◆ Task
Copy the lines verbatim from the start of the records through the line containing "pixel 23 84", including that line. Leave the pictures out of your copy.

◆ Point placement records
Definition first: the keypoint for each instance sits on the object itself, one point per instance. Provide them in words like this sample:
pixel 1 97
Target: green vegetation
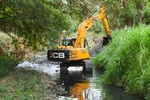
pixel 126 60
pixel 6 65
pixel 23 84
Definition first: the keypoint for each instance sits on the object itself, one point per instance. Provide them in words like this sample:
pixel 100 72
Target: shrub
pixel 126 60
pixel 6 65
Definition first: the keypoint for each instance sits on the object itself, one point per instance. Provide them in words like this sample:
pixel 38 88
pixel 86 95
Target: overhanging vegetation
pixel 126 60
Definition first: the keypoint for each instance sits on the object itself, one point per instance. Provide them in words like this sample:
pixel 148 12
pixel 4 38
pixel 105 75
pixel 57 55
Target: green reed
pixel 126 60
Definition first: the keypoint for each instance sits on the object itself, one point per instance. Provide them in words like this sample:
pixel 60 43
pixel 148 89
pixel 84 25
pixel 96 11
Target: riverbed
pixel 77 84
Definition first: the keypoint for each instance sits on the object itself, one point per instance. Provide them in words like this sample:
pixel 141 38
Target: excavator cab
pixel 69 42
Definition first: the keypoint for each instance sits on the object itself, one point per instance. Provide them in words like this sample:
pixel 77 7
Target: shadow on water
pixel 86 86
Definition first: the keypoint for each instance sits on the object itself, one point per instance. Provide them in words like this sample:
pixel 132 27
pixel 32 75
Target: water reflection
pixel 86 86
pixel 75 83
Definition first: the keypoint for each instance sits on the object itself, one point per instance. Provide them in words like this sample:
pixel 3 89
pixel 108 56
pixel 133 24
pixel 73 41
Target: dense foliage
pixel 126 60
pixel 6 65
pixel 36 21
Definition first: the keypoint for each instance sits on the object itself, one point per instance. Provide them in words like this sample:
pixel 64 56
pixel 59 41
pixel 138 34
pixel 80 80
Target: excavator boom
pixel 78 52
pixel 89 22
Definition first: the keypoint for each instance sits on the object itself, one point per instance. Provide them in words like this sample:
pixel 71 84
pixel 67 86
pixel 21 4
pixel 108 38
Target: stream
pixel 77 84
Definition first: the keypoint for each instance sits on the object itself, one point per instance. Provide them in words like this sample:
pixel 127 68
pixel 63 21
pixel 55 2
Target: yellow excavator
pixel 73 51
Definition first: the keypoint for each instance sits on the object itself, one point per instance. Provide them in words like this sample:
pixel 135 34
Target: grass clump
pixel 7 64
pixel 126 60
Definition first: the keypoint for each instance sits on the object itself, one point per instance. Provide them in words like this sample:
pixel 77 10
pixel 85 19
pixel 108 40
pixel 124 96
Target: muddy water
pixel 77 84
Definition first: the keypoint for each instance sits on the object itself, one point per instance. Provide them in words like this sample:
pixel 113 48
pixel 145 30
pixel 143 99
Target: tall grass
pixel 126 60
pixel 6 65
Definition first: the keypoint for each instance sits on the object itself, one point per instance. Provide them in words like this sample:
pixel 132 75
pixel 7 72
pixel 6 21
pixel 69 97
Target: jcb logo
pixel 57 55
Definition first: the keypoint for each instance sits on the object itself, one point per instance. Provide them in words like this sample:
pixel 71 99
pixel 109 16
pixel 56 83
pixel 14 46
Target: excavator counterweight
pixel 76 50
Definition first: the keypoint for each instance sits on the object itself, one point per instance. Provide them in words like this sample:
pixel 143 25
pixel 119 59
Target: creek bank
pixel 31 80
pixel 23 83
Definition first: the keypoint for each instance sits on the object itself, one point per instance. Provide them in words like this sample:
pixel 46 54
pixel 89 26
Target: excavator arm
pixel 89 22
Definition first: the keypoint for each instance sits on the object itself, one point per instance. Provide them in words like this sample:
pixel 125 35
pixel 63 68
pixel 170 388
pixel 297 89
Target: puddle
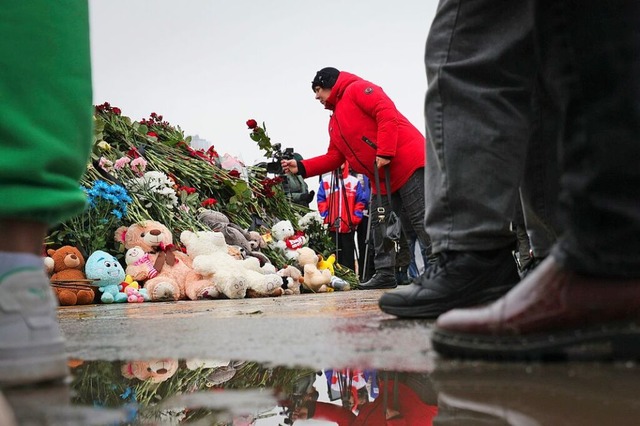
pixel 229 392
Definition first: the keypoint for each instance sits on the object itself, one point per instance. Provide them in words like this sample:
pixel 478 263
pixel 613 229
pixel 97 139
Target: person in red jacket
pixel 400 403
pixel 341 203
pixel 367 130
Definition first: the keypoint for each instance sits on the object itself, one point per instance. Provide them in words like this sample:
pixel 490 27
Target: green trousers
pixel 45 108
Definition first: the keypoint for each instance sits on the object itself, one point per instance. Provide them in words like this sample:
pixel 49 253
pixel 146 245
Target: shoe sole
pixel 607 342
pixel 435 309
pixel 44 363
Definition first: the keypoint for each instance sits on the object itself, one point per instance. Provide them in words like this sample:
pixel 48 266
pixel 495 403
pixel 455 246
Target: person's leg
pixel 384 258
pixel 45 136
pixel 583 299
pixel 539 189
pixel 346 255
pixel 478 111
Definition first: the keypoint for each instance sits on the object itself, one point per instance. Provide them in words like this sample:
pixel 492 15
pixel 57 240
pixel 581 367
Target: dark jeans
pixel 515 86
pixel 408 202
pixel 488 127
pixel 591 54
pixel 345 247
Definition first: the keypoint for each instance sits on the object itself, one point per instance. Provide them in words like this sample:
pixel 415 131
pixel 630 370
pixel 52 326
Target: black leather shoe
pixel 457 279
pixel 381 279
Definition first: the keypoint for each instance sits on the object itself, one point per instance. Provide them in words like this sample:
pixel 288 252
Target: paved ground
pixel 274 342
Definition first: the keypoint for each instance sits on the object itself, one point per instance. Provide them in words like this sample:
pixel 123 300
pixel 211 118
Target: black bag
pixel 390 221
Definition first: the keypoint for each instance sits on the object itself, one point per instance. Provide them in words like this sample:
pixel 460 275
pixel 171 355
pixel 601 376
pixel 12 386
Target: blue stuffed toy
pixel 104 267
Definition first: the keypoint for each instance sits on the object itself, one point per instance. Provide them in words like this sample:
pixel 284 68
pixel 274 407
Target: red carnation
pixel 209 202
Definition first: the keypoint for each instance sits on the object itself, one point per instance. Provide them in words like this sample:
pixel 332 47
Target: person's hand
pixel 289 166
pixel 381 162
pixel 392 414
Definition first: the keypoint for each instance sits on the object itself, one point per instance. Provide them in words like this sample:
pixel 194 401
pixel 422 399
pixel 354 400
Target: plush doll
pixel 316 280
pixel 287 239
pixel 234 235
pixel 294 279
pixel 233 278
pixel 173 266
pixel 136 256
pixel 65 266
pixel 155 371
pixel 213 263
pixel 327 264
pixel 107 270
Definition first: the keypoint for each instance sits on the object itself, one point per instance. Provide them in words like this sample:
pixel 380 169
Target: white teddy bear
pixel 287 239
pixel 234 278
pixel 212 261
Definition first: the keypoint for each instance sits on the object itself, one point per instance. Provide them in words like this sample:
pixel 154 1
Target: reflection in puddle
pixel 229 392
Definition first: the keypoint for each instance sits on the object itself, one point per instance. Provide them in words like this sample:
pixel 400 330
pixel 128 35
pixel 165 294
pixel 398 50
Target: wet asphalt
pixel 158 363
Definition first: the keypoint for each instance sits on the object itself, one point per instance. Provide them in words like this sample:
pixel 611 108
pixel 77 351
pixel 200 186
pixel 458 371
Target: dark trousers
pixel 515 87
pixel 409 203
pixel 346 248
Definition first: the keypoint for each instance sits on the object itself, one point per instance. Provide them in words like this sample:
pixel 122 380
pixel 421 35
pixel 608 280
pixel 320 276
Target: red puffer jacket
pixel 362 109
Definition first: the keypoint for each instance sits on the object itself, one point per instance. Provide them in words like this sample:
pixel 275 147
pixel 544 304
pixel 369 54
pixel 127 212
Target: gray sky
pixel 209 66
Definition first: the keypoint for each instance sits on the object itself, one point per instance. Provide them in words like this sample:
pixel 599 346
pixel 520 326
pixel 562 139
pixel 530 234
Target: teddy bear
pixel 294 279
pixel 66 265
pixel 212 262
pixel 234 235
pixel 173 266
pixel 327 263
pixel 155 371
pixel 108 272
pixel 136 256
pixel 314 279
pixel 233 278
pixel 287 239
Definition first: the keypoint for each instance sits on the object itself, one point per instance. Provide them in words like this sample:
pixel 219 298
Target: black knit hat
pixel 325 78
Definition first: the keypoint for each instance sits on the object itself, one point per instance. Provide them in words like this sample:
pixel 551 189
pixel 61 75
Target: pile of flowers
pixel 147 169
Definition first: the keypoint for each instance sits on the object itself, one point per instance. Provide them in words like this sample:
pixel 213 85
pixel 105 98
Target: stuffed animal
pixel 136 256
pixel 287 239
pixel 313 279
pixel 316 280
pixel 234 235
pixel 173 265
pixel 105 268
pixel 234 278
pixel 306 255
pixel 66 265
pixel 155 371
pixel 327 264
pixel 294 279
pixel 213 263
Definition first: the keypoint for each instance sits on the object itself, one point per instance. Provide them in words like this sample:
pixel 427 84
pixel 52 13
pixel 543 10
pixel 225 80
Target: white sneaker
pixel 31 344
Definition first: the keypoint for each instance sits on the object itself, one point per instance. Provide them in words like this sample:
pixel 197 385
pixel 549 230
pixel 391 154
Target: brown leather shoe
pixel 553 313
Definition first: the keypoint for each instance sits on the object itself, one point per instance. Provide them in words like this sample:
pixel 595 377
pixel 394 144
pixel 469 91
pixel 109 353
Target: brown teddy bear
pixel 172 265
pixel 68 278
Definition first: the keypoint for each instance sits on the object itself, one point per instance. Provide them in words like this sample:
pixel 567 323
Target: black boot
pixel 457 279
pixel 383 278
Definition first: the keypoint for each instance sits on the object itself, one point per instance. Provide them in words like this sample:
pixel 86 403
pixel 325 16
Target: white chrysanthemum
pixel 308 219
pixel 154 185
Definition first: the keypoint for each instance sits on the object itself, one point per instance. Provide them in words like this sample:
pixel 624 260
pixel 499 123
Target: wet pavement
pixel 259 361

◆ Result below
Definition first: the keypoint for each instance sits on the object itself, one point per instance. Provide them in words like this sample:
pixel 1 97
Target: green vegetation
pixel 126 60
pixel 6 65
pixel 23 84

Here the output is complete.